__Stated exercise__
Answer these questions from the text on the TOP 100 Bitcoin wallets:
(a) How many of the TOP 100 wallets have been idle for more than 5 years?
(b) In which years did the group called the first "whales" first buy Bitcoin?
(c) How often do the owners in the group "The ones ahead of the hype" check their wallets?

This study analyses the composition of the TOP 100 Bitcoin wallets and gives an idea of motives of the market leaders when buying Bitcoin.
Bitcoin’s blockchain technology makes it possible to see all the transactions in the world as well as to track the largest crypto currency players on the market. Having analyzed their trading behavior, we are getting closer to understanding the motives which drive the owners of the richest Bitcoin wallets.
In particular, this study focuses on the analysis of:
– the composition of the TOP 100 Bitcoin wallets;
– motives of the market leaders when buying Bitcoin;
– the moments of time in which the transactions were made.
Data for the study was prepared as a result of manual collection through sites – information aggregators for Bitcoin based on blockchain technology.
Figure 1. Bitcoin distribution between wallets
The distribution of this asset between the addresses brings you to the following conclusions:
– TOP 100 addresses (0.0004% of all addresses) contain on their accounts 20% of all issued Bitcoins;
– 4% of addresses contain 96% of Bitcoins (16,307,088) on their accounts;
– 20 080 934 addresses contain slightly less than 700 000 Bitcoins.
At first glance, the big players own most of coins. A detailed analysis of the TOP 100 wallets shows that some of them were not active for over 5 years.
Figure 2. Bitcoin distribution between TOP 100 wallets
The following data-driven conclusions can be drawn about inactive wallets:
- among the TOP 100 wallets 12 are idle for more than 5 years;
- the total amount on their accounts is ~ 200 000 Bitcoins, which is equivalent to 10% of the total capitalization of the TOP 100 addresses;
- the first replenishment was noted in early April 2010, the latest – in early May 2011;
- these addresses belong to the first Bitcoin developers and miners.
Classification of owners of TOP 100 addresses
Figure 3. Distribution of TOP 100 addresses by category
The analysis of the Bitcoin buying charts by those TOP 100 addresses allowed to divide them into several groups:
- First “whales”:
- this group includes the owners of wallets, which were the first to buy Bitcoin in 2014-2015;
- they conducted 2-3 purchases for several tens of thousands of Bitcoins;
- a coin is held in wallets and does not produce any speculative actions;
- they check their wallet several times during the year;
- there is coordination of actions when buying Bitcoin.
This group includes the owners of the 20 most “rich” addresses.
- The ones ahead of the hype:
- owners of these wallets bought Bitcoin in 2016 – 2017;
- they bought Bitcoin for less than $ 3,000 – $ 4,000;
- they keep the coins and continue to buy in during each significant drawdown of the market;
- they are active market participants;
- they check their wallets several times a month.

__Material__
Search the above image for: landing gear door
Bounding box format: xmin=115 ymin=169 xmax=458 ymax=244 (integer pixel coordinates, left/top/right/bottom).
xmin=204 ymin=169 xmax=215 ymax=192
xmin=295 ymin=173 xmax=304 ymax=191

__Output__
(a) 12
(b) 2014–2015
(c) Several times a month